**** Source excerpt

My aim in this is to look at the effect of the different merging strategies on the commits in the repositories, looking at the number of files modified per commit, and the number of lines changed. My guess is that commits in LLVM will make changes to more files, and that more lines will be edited per commit. This comes from the notion that each commit is pushed directly into the master branch, and therefore should probably be a complete, functioning patch. Conversely, commits made to side-branches of the kernel do not need to leave the kernel in an operating state, so long as the kernel is functioning by the time the changes in commit are integrated. This makes it possible to make small, incremental changes, leading up to something that works.

I have two main questions that I would like to try and answer here

  1. How does merge strategy effect the number of files touched per commit?
  2. How does merge strategy effect the line churn per commit?

It is important to note that these numbers do not necessarily reflect how the engineers on these projects actually work, only the artifact that is left behind after they’ve cleaned up their workspace and pushed it out.

Archaeology is the search for fact, not truth. – Indiana Jones

So, lets get digging. This data was collected on October 7, 2018, from the Linux and LLVM repositories. The HEAD of the Linux repository was commit 7876320f88802b22d4e2daf7eb027dd14175a0f8, and the HEAD of the LLVM repository was a2434c2657e24263fab58e864aea7fb0049daefd at the time of collection.

The database generated from the data initially contained a single table containing information at a commit level. I had to add a new table including the list of files that had been touched by the commit, including the number of lines added and removed in that specific file.

The commits table schema:

cid CHARACTER (40) Commit hash
created_at DATE When the commit was created
files_touched INTEGER Number of files modified
lines_added INTEGER Number of lines added
lines_removed INTEGER Number of lines removed

The files table schema:

cid CHARACTER (40) Commit hash
filename TEXT Name of the file
added INTEGER Number of lines added to the file in this commit
removed INTEGER Number of lines removed from the file in this commit
PRIMARY KEY (cid, filename)

********
**** Information given

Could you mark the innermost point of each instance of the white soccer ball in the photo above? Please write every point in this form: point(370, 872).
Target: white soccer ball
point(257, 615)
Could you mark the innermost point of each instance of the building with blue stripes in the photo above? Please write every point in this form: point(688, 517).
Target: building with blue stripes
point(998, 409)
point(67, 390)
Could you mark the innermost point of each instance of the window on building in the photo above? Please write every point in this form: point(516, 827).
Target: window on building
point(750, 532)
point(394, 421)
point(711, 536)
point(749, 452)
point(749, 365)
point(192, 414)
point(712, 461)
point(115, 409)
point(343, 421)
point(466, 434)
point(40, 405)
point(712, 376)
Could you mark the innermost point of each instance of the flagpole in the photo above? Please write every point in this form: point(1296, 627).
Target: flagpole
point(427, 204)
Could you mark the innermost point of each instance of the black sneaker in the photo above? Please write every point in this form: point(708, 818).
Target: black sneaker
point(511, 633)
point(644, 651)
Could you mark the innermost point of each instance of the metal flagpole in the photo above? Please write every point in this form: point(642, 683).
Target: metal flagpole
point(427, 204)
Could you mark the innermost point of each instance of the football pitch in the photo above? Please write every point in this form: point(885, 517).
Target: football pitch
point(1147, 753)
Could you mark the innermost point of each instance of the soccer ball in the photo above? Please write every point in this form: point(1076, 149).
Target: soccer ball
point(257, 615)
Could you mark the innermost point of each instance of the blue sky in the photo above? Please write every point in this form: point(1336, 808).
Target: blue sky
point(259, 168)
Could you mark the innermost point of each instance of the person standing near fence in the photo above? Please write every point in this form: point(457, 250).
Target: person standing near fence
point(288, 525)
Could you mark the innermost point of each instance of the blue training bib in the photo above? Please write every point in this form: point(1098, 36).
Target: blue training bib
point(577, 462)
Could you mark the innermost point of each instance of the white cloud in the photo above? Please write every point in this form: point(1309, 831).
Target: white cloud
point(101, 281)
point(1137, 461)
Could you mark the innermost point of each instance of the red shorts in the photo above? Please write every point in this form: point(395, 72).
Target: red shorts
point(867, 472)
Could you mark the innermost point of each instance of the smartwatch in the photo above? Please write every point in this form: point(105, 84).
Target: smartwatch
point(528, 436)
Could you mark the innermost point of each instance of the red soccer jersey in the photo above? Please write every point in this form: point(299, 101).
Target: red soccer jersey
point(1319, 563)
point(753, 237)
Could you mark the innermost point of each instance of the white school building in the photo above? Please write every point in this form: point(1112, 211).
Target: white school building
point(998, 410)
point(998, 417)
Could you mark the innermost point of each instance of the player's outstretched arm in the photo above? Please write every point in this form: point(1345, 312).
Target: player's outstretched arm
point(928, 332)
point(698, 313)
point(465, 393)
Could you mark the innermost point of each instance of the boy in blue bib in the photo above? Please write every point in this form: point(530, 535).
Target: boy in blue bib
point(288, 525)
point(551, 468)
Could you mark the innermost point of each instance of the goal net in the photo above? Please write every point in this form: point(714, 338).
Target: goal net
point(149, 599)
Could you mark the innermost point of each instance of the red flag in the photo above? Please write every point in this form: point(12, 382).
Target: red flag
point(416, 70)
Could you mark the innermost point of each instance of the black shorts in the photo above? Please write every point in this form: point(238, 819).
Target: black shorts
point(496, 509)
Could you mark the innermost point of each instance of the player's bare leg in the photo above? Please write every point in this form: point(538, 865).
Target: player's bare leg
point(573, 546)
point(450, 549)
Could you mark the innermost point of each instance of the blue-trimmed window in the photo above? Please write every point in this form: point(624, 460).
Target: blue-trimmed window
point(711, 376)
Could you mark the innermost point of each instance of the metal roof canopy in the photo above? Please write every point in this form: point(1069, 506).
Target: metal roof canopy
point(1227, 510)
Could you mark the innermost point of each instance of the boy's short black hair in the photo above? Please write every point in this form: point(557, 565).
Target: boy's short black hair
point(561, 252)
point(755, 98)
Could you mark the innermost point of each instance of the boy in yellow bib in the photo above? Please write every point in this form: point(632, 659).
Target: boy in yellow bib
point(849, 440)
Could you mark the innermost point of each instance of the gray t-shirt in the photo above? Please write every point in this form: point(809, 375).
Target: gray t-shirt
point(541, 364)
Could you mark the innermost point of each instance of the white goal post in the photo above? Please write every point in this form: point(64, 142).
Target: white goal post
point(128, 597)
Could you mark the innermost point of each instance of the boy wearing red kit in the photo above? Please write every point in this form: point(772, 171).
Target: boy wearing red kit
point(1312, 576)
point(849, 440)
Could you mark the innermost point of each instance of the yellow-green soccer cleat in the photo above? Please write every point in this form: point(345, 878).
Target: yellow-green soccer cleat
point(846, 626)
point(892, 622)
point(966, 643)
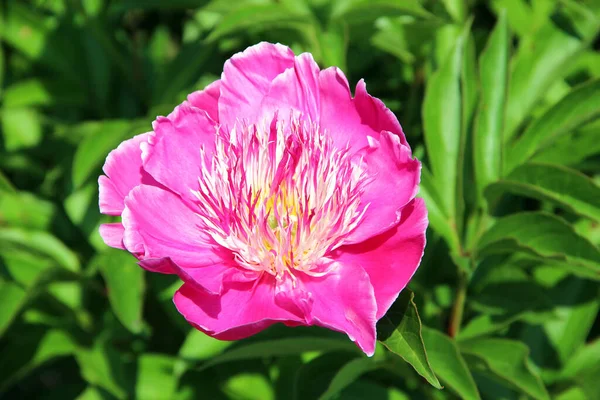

********

**Required actions**.
a. Reproduce the commit-analysis excerpt from "So, lets get" to "time of collection.".
b. According to the commit-analysis excerpt, on what date was the data collected from the Linux and LLVM repositories?
c. Go on with the commit-analysis excerpt, picking up after its last line.

**Task responses**.
a.
So, lets get digging. This data was collected on October 7, 2018, from the Linux and LLVM repositories. The HEAD of the Linux repository was commit 7876320f88802b22d4e2daf7eb027dd14175a0f8, and the HEAD of the LLVM repository was a2434c2657e24263fab58e864aea7fb0049daefd at the time of collection.

b. October 7, 2018.

c.
The files table is used to investigate the effect of the test-suite on the number of files touched per commit, and the number of lines added and removed per commit.

The commits in these tables do not include merge commits. I’m only interested in counting the changes that happen in the non-merge commits.


It’s a good idea to get an idea of what we’re working with. How many commits are in each repository, and how many files do they each contain?

attach 'llvm.db' as llvm;
attach 'linux.db' as linux;

SELECT 'linux' project, count(*) commits
FROM linux.commits
SELECT 'llvm' project, count(*) commits
FROM llvm.commits
ORDER BY  count(*) DESC;
project commits
linux 724890
llvm 170283

Linux contains around 7 times more commits than LLVM.

The first commit to the Linux git repository contains all of the changes that had been made to the kernel up to that point. Linus didn’t include the history prior to that point because, according to the commit log message, it came out to around 3.2 Gb. This results in one large commit being made on April 16, 2005. The first commit to LLVM was made on the evening of June 6, 2001. Now, a clever eye might pick up on an issue here. Git wasn’t written until 2005, and I’m pretty sure Chris Lattner doesn’t own a time machine. The LLVM git repository actually just imported all of the commits from the SVN repository. The git repository is just a mirror, LLVM is still primarily hosted on SVN, so it makes sense that the SVN history was kept.

The first log message actually comes from when LLVM moved from cvs to svn.

commit 8d0afd3d32d1d67f9aa5df250a1d6955aa8f1ac9
Author: CVS to SVN Conversion <nobody@llvm.org>
Date:   Wed Jun 6 20:29:01 2001 +0000

    New repository initialized by cvs2svn.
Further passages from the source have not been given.